BEGIN

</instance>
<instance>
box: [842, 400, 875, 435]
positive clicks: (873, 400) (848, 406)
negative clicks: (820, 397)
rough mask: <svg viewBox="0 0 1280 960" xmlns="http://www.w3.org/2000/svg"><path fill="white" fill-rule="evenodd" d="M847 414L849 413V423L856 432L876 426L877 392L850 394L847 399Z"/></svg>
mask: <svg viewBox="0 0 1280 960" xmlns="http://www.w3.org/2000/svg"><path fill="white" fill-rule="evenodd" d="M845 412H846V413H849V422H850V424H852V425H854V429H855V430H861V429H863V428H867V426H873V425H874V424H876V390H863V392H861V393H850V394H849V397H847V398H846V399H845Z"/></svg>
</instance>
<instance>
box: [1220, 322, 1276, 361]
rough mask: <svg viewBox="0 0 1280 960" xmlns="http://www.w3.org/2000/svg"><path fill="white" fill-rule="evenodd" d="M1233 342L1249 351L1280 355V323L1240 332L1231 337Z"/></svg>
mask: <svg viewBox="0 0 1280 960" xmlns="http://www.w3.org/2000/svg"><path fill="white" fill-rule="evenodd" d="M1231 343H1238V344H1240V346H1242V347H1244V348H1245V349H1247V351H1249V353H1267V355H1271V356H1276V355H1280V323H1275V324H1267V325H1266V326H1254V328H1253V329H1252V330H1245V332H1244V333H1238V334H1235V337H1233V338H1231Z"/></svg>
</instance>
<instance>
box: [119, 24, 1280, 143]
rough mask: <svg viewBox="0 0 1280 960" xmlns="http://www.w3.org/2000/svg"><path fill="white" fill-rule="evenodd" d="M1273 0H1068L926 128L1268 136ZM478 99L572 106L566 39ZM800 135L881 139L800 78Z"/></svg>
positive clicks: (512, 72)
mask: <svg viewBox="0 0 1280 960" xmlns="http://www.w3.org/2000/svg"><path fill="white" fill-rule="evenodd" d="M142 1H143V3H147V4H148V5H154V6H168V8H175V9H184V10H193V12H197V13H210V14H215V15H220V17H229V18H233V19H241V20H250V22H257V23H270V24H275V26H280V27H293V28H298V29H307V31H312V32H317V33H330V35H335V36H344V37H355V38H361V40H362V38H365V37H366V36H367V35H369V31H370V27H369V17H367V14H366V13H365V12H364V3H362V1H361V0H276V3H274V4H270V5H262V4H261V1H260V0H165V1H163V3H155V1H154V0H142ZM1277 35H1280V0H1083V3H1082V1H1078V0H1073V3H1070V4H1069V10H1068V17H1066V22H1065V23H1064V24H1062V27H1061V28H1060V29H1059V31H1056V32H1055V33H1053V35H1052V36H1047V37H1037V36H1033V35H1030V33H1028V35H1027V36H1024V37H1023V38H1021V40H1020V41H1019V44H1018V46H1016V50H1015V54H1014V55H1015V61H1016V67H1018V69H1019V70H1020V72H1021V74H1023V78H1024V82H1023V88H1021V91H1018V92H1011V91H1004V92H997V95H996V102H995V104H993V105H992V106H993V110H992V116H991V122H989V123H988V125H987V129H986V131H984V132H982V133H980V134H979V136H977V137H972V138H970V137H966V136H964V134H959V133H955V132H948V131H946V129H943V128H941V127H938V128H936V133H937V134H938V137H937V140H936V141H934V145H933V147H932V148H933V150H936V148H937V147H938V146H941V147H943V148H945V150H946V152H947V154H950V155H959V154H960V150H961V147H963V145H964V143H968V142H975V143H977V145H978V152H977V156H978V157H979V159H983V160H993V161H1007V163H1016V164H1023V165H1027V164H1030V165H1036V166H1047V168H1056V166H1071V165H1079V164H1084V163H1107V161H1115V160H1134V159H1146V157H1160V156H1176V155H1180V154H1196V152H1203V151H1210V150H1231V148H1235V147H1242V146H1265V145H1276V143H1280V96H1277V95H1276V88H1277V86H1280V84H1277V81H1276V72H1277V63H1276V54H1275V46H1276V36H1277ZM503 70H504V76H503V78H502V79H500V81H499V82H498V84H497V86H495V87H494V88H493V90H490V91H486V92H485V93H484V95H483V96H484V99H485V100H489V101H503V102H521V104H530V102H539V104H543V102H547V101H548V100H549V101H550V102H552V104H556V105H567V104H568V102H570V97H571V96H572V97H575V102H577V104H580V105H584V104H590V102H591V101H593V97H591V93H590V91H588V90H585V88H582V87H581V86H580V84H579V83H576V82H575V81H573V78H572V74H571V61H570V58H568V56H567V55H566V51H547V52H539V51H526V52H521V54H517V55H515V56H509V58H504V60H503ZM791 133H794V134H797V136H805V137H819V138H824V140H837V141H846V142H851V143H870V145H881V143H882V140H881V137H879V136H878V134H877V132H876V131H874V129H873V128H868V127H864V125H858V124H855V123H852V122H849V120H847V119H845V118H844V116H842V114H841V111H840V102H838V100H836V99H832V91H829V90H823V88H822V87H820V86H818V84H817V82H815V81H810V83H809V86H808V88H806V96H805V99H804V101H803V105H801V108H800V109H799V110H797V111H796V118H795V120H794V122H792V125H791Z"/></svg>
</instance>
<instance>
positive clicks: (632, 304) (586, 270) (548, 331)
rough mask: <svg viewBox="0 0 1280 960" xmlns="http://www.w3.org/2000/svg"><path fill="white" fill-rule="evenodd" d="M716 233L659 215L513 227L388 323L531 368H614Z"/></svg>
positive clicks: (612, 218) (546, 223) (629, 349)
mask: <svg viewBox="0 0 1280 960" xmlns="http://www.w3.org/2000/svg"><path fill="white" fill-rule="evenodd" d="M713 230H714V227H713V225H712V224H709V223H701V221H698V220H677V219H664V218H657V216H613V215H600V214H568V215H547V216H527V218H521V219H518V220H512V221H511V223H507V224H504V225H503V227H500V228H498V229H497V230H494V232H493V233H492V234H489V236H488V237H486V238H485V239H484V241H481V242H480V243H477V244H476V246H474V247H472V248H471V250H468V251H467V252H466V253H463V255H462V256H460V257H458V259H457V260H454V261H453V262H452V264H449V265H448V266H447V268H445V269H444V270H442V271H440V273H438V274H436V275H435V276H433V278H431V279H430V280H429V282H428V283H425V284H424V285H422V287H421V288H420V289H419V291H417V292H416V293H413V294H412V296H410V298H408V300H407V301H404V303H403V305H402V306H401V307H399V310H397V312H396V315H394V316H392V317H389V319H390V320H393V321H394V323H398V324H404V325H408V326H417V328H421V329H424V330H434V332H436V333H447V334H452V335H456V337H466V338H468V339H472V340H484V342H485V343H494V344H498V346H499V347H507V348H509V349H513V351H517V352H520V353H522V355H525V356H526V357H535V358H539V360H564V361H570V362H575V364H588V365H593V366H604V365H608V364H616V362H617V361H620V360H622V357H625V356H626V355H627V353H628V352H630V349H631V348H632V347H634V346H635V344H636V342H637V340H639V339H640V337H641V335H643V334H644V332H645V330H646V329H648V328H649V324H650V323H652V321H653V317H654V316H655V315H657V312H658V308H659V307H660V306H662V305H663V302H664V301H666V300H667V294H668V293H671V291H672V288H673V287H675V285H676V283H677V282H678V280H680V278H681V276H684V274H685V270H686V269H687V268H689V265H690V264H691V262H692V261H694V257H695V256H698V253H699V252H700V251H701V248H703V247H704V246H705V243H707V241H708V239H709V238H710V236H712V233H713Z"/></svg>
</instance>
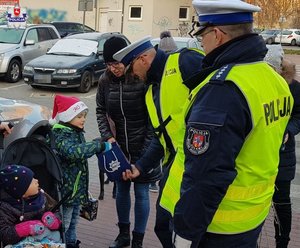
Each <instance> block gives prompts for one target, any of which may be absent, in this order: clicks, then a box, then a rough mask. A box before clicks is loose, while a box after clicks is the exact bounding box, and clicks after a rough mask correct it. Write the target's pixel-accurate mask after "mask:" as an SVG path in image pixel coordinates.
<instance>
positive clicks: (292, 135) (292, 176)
mask: <svg viewBox="0 0 300 248" xmlns="http://www.w3.org/2000/svg"><path fill="white" fill-rule="evenodd" d="M289 87H290V90H291V93H292V96H293V98H294V106H293V110H292V115H291V118H290V120H289V123H288V125H287V128H286V132H287V133H288V134H289V139H288V140H287V142H286V143H285V144H284V145H283V146H282V148H281V150H280V162H279V167H278V174H277V178H276V181H291V180H293V179H294V177H295V173H296V153H295V136H296V135H297V134H298V133H299V132H300V83H299V82H298V81H296V80H293V81H292V83H291V84H289Z"/></svg>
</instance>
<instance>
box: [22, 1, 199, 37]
mask: <svg viewBox="0 0 300 248" xmlns="http://www.w3.org/2000/svg"><path fill="white" fill-rule="evenodd" d="M20 5H21V7H26V8H27V11H28V15H29V17H30V18H29V22H50V21H76V22H80V23H83V19H85V24H86V25H88V26H90V27H92V28H94V29H96V30H97V31H100V32H115V31H118V32H122V33H124V34H125V35H126V36H127V37H128V38H129V40H130V41H132V42H133V41H135V40H137V39H140V38H142V37H144V36H146V35H151V36H153V37H159V34H160V32H161V31H164V30H170V31H171V33H172V34H173V35H174V36H187V35H188V34H187V32H188V31H189V30H190V27H191V19H192V16H193V15H194V9H193V7H192V0H124V1H123V0H97V6H95V7H97V8H93V11H86V14H85V18H84V16H83V11H78V0H20ZM130 6H141V7H142V18H141V20H130V18H129V8H130ZM179 7H189V20H187V21H179ZM96 10H97V11H96ZM123 12H124V15H123V17H122V13H123Z"/></svg>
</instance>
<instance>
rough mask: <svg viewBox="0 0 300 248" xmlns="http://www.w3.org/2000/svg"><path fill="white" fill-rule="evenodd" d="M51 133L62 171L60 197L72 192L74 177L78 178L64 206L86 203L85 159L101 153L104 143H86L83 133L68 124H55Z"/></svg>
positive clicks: (94, 141)
mask: <svg viewBox="0 0 300 248" xmlns="http://www.w3.org/2000/svg"><path fill="white" fill-rule="evenodd" d="M52 132H53V135H54V140H55V146H56V150H57V152H58V156H59V158H60V160H61V166H62V171H63V187H62V196H64V195H65V194H67V193H68V192H70V191H73V188H74V185H75V181H76V177H77V175H78V176H80V177H79V183H78V185H77V186H78V187H77V192H76V194H75V195H74V196H73V197H69V198H68V200H67V201H66V202H65V203H64V205H65V206H73V205H79V204H84V203H86V202H87V197H88V185H89V170H88V161H87V159H88V158H90V157H92V156H93V155H94V154H96V153H100V152H102V151H103V150H104V143H101V142H100V141H99V140H94V141H91V142H86V141H85V138H84V131H83V130H81V129H79V128H76V127H73V126H71V125H68V124H61V123H60V124H55V125H54V126H53V128H52ZM74 193H75V192H74Z"/></svg>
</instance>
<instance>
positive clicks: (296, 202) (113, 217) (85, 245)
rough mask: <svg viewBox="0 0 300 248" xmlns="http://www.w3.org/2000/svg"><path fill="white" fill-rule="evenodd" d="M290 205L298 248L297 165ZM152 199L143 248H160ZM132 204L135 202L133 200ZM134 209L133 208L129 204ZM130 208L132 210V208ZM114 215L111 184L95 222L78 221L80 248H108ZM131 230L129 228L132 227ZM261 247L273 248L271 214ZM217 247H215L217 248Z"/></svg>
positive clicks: (93, 123) (291, 236)
mask: <svg viewBox="0 0 300 248" xmlns="http://www.w3.org/2000/svg"><path fill="white" fill-rule="evenodd" d="M286 57H287V58H289V59H290V60H292V61H293V62H295V63H296V64H297V65H298V67H297V68H299V66H300V56H295V55H287V56H286ZM297 79H299V80H300V73H299V72H298V75H297ZM83 100H84V101H85V102H86V103H87V104H88V105H90V106H93V107H90V113H89V117H88V118H94V116H95V111H94V105H92V104H93V101H94V99H93V97H91V98H89V99H88V98H86V99H83ZM95 123H96V122H95V118H94V120H93V121H90V122H89V125H88V126H87V127H86V131H87V134H86V137H87V140H88V139H92V138H94V137H95V136H98V131H97V128H96V124H95ZM296 139H297V154H299V155H298V156H297V157H298V158H297V160H298V161H300V158H299V156H300V151H298V150H300V137H299V138H298V137H297V138H296ZM89 164H90V191H91V193H92V194H93V195H94V197H95V198H97V197H98V195H99V179H98V167H97V161H96V158H95V157H93V158H91V159H90V160H89ZM291 191H292V192H291V196H292V202H293V226H292V232H291V241H290V244H289V248H300V167H299V165H298V164H297V173H296V178H295V179H294V180H293V182H292V190H291ZM150 197H151V212H150V217H149V221H148V226H147V230H146V234H145V239H144V248H161V247H162V246H161V245H160V243H159V241H158V239H157V238H156V236H155V234H154V231H153V227H154V221H155V201H156V198H157V193H150ZM132 204H134V202H133V201H132ZM132 206H133V205H132ZM132 208H133V207H132ZM131 222H132V223H134V220H133V214H131ZM116 223H117V215H116V208H115V200H114V199H113V198H112V183H110V184H108V185H105V196H104V200H103V201H99V210H98V218H97V219H96V220H95V221H92V222H89V221H86V220H83V219H80V222H79V226H78V239H80V240H81V242H82V245H81V247H83V248H88V247H96V248H107V247H108V246H109V244H110V243H111V241H112V240H114V239H115V238H116V236H117V234H118V227H117V225H116ZM131 230H132V228H131ZM259 247H260V248H275V243H274V227H273V213H272V211H271V212H270V215H269V217H268V218H267V220H266V222H265V225H264V227H263V230H262V233H261V237H260V239H259ZM216 248H218V247H216Z"/></svg>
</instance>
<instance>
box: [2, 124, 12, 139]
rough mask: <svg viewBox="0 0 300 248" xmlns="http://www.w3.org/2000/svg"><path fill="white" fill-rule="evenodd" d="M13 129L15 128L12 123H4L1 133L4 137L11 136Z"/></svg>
mask: <svg viewBox="0 0 300 248" xmlns="http://www.w3.org/2000/svg"><path fill="white" fill-rule="evenodd" d="M12 129H13V126H12V124H11V123H5V122H2V123H1V124H0V131H1V133H3V135H4V137H6V136H7V135H9V134H11V131H12Z"/></svg>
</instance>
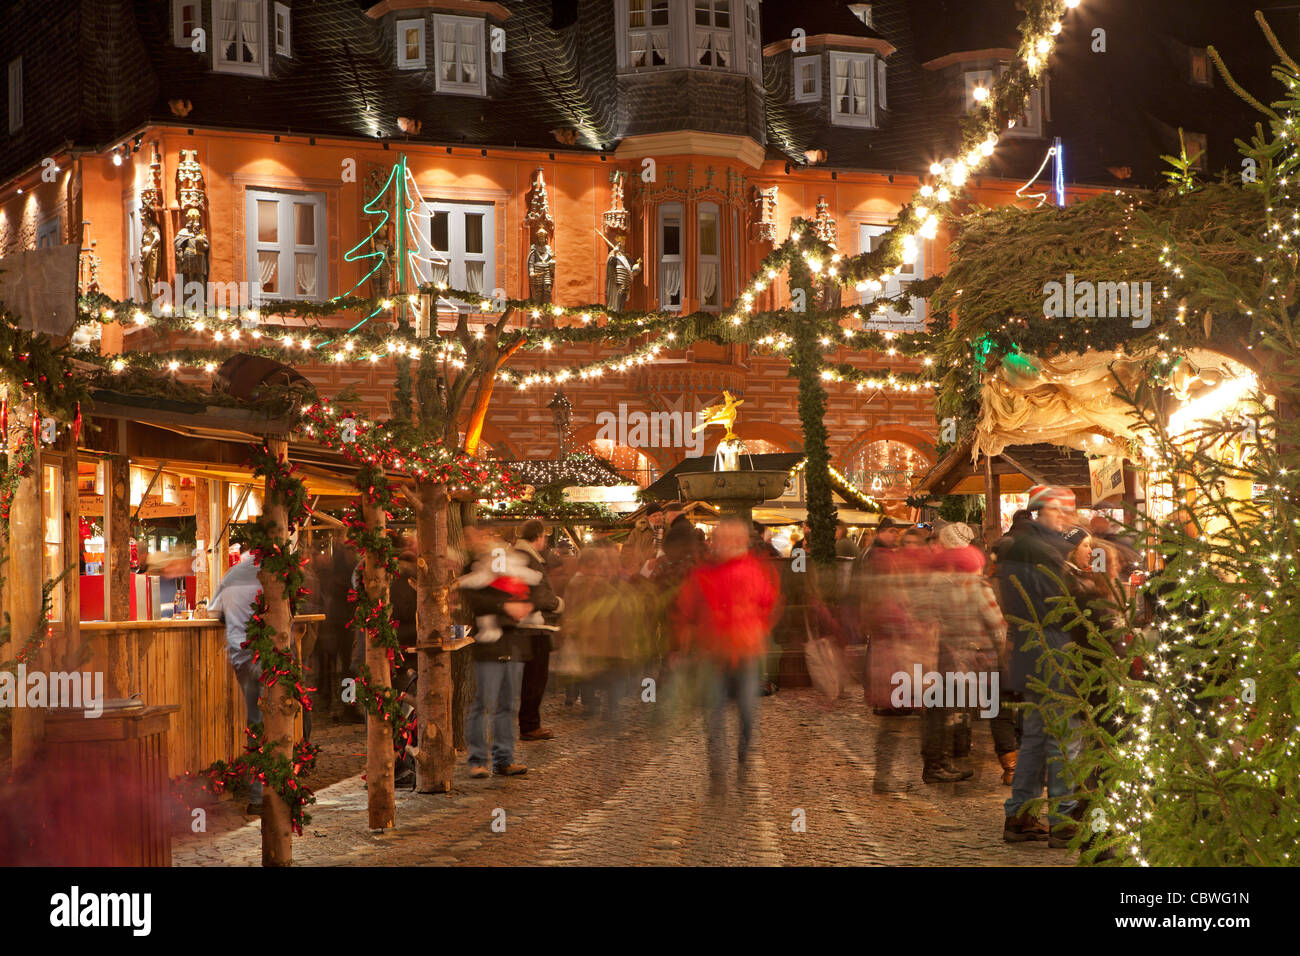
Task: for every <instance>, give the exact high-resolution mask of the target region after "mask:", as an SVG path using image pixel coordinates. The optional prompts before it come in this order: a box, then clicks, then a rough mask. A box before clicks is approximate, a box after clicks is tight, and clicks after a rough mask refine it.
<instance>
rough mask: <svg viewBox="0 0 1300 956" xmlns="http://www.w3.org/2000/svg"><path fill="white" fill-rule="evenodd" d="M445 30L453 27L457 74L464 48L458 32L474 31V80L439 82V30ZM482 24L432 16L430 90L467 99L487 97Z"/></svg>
mask: <svg viewBox="0 0 1300 956" xmlns="http://www.w3.org/2000/svg"><path fill="white" fill-rule="evenodd" d="M445 26H455V30H456V70H458V73H459V72H460V66H461V64H463V60H461V47H463V46H464V43H465V42H464V39H463V34H461V29H463V27H465V26H471V27H473V30H474V39H473V44H474V49H476V51H477V52H476V56H477V60H476V61H474V62H476V64H477V72H478V77H477V78H476V79H471V81H463V79H443V78H442V66H443V59H442V29H443V27H445ZM484 35H485V30H484V21H482V20H480V18H477V17H452V16H447V14H443V13H438V14H434V17H433V78H434V88H435V90H437V91H438V92H451V94H464V95H469V96H486V95H487V77H486V73H487V64H486V57H485V52H486V44H485V43H484Z"/></svg>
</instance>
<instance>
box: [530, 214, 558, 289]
mask: <svg viewBox="0 0 1300 956" xmlns="http://www.w3.org/2000/svg"><path fill="white" fill-rule="evenodd" d="M554 287H555V251H554V250H552V248H551V241H550V237H549V235H547V234H546V229H543V228H541V226H538V229H537V234H536V235H534V238H533V247H532V248H530V250H529V251H528V298H529V299H532V300H533V302H550V300H551V294H552V291H554Z"/></svg>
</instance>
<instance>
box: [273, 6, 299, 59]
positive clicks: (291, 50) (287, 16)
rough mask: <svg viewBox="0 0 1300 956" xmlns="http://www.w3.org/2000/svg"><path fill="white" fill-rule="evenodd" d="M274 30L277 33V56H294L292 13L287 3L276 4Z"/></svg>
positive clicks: (273, 19) (274, 11) (276, 48)
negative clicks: (281, 35) (282, 38)
mask: <svg viewBox="0 0 1300 956" xmlns="http://www.w3.org/2000/svg"><path fill="white" fill-rule="evenodd" d="M272 16H273V20H272V30H273V31H274V34H276V56H292V55H294V52H292V51H294V46H292V39H294V38H292V13H291V12H290V9H289V8H287V7H286V5H285V4H276V7H274V13H273V14H272ZM281 27H283V35H285V39H283V43H281V39H279V36H281Z"/></svg>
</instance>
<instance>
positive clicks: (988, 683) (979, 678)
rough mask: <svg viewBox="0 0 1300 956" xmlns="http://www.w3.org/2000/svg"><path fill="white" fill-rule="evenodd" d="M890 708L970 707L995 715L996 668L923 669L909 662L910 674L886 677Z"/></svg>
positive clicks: (995, 696) (917, 663)
mask: <svg viewBox="0 0 1300 956" xmlns="http://www.w3.org/2000/svg"><path fill="white" fill-rule="evenodd" d="M889 684H891V687H893V689H892V691H891V692H889V704H891V705H893V706H894V708H898V709H902V708H974V706H979V715H980V717H997V711H998V710H1001V704H1000V696H998V689H1000V687H998V685H1000V678H998V674H997V671H944V672H943V674H940V672H939V671H926V672H924V674H922V671H920V665H919V663H917V665H913V667H911V674H909V672H907V671H897V672H896V674H894V675H893V676H892V678H889Z"/></svg>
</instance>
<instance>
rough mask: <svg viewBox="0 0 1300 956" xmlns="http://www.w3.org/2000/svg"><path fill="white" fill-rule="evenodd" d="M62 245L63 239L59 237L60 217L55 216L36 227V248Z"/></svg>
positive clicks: (46, 247) (43, 247)
mask: <svg viewBox="0 0 1300 956" xmlns="http://www.w3.org/2000/svg"><path fill="white" fill-rule="evenodd" d="M61 245H62V241H61V239H60V238H59V217H57V216H55V217H53V219H52V220H49V221H48V222H42V224H40V226H39V228H38V229H36V248H53V247H55V246H61Z"/></svg>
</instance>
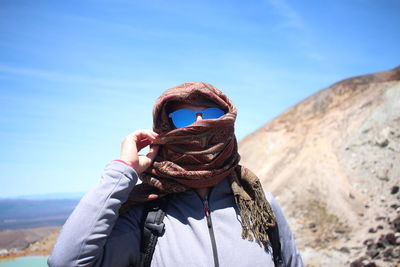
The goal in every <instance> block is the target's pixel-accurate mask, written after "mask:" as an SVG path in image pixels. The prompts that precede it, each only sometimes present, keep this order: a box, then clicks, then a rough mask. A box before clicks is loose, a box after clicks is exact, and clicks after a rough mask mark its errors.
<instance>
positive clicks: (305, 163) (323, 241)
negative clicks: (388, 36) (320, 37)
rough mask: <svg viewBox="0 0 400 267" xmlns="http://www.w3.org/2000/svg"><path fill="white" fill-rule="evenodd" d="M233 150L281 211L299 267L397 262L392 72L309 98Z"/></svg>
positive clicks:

END

Nothing beyond the line that contains "0H1068L926 128L1268 136ZM478" belongs in the answer; reproduce the entries exactly from their first line through it.

■ Final answer
</instance>
<instance>
box: [842, 400, 875, 435]
positive clicks: (873, 400) (848, 406)
negative clicks: (820, 397)
rough mask: <svg viewBox="0 0 1280 960" xmlns="http://www.w3.org/2000/svg"><path fill="white" fill-rule="evenodd" d="M847 414L849 413V423L856 432L876 426L877 392L850 394L847 399Z"/></svg>
mask: <svg viewBox="0 0 1280 960" xmlns="http://www.w3.org/2000/svg"><path fill="white" fill-rule="evenodd" d="M845 412H846V413H849V422H850V424H852V425H854V429H855V430H861V429H863V428H867V426H873V425H874V424H876V390H863V392H861V393H850V394H849V397H847V398H846V399H845Z"/></svg>
</instance>
<instance>
box: [1220, 322, 1276, 361]
rough mask: <svg viewBox="0 0 1280 960" xmlns="http://www.w3.org/2000/svg"><path fill="white" fill-rule="evenodd" d="M1233 342L1249 351L1280 355V323L1240 332L1231 337Z"/></svg>
mask: <svg viewBox="0 0 1280 960" xmlns="http://www.w3.org/2000/svg"><path fill="white" fill-rule="evenodd" d="M1231 343H1238V344H1240V346H1242V347H1244V348H1245V349H1247V351H1249V353H1267V355H1271V356H1276V355H1280V323H1275V324H1267V325H1266V326H1254V328H1253V329H1252V330H1245V332H1244V333H1238V334H1235V337H1233V338H1231Z"/></svg>
</instance>
<instance>
box: [119, 24, 1280, 143]
rough mask: <svg viewBox="0 0 1280 960" xmlns="http://www.w3.org/2000/svg"><path fill="white" fill-rule="evenodd" d="M1273 0H1068L926 128L1268 136ZM478 99L572 106L566 39ZM800 135L881 139L800 78Z"/></svg>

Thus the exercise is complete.